**Короткая задача**
Приведите повторно, слово в слово, отрывок из темы форума о расчете больничного листа: он начинается со слов, содержащих «# Форум 1С >», и заканчивается на «же день больничного.».

----- Текстовый блок

# Форум 1С > Конфигурирование, программирование 1С - Предприятие > 1С - Предприятие 7.7 >  проблема с больничным листом

## sfx09

Здравствуйте, проблема с больничным с нарушением режима в ЗиК 313. Дата нарушения режима - первый же день больничного.

    Ход расчета записи "Оплата больничного листа" с 26.11.11 по 28.11.11			
    Причина нетрудоспособности - "Общее заболевание"; оплачиваемых дней нетрудоспособности в текущем периоде: 6			
    Размер среднедневного заработка: 196.19			
    Дневное пособие (100% среднедневного заработка):          196.19			
    Будет применено ограничение максимального размера пособия из расчета МРОТ:         4611.00			
    Количество календарных дней, оплачиваемых за счет работодателя:  3			
    Количество календарных дней, оплачиваемых за счет ФСС:  3			
    Размер пособия из расчета среднего заработка составил:         1177.14			
    Размер пособия из расчета МРОТ за полный месяц составил:          922.20			
    Размер пособия за счет ФСС:          461.10			
    Размер пособия за счет работодателя:          461.10			
    Общая сумма пособия (с учетом всех принятых ограничений) составила:          922.20			

    Ход расчета записи "Оплата б/л за счет работодателя" с 23.11.11 по 25.11.11			
    Причина нетрудоспособности - "Общее заболевание"; оплачиваемых дней нетрудоспособности в текущем периоде: 6			
    Размер среднедневного заработка: 196.19			
    Дневное пособие (100% среднедневного заработка):          196.19			
    Будет применено ограничение максимального размера пособия из расчета МРОТ:         4611.00			
    Количество календарных дней, оплачиваемых за счет работодателя:  3			
    Количество календарных дней, оплачиваемых за счет ФСС:  3			
    Размер пособия из расчета среднего заработка составил:         1177.14			
    Размер пособия из расчета МРОТ за полный месяц составил:          922.20			
    Размер пособия за счет ФСС:          461.10			
    Размер пособия за счет работодателя:          461.10			
    Общая сумма пособия (с учетом всех принятых ограничений) составила:          922.20	

Почему так получается? Не могу разобраться. Ведь если 4611*24/730 = 151,59 руб за день.

----------
----- Исходные данные

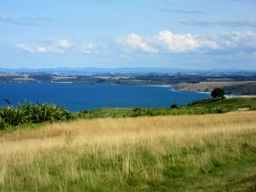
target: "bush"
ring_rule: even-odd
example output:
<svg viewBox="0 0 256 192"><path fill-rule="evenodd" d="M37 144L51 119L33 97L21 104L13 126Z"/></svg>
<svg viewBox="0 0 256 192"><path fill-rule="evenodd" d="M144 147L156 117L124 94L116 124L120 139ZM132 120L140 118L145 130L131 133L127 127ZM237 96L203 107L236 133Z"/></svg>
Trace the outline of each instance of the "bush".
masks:
<svg viewBox="0 0 256 192"><path fill-rule="evenodd" d="M17 108L5 106L0 108L0 129L7 125L55 122L73 119L74 115L64 108L55 104L20 103Z"/></svg>
<svg viewBox="0 0 256 192"><path fill-rule="evenodd" d="M171 105L171 108L177 108L177 104L172 104Z"/></svg>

----------

**Ответ на задание**
# Форум 1С > Конфигурирование, программирование 1С - Предприятие > 1С - Предприятие 7.7 >  проблема с больничным листом

## sfx09

Здравствуйте, проблема с больничным с нарушением режима в ЗиК 313. Дата нарушения режима - первый же день больничного.